Short exercise:
From the items below, pull out every line that contains the string "clamp", matching case exactly.

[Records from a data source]
------------------------------------------------------------------------

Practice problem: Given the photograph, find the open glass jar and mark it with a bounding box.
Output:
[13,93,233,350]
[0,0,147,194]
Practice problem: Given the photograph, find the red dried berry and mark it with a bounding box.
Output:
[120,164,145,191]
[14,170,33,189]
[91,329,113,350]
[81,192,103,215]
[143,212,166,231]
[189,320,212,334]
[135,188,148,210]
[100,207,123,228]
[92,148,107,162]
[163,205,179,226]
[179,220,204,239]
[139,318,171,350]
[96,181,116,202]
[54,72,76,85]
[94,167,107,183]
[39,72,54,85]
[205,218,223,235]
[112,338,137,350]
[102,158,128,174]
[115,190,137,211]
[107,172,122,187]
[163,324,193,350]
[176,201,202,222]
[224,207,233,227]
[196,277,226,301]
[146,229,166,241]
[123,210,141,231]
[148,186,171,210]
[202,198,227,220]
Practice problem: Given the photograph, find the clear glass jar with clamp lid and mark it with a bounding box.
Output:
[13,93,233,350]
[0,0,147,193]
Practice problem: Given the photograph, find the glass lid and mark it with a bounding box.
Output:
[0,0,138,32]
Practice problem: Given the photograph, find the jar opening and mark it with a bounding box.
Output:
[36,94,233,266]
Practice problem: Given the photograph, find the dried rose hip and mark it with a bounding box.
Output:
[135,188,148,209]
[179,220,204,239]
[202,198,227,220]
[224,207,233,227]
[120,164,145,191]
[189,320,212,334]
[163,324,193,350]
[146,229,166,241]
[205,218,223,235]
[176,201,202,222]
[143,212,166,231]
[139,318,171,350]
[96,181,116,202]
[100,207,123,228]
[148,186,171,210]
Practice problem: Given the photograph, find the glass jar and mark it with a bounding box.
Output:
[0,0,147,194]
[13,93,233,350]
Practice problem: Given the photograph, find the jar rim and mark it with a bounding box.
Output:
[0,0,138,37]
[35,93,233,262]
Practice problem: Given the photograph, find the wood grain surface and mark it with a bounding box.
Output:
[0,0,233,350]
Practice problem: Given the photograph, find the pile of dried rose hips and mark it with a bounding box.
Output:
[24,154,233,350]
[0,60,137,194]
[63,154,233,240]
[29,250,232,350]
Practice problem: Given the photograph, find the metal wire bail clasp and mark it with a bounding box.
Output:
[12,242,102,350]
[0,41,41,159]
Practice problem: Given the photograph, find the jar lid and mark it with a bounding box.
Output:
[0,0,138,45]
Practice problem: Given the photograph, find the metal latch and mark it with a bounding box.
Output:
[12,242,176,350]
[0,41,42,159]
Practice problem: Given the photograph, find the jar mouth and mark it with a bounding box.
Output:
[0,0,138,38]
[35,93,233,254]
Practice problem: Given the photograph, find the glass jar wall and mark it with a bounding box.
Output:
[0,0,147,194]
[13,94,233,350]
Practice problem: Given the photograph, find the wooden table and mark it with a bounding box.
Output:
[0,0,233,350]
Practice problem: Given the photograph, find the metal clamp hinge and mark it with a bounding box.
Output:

------------------------------------------------------------------------

Solved problem:
Practice problem: Given the photograph, find the clear glass jar with clamp lid and mark it with a bounding box.
Practice problem: Given the photograph, find the metal clamp hinge and mark it with a bounding box.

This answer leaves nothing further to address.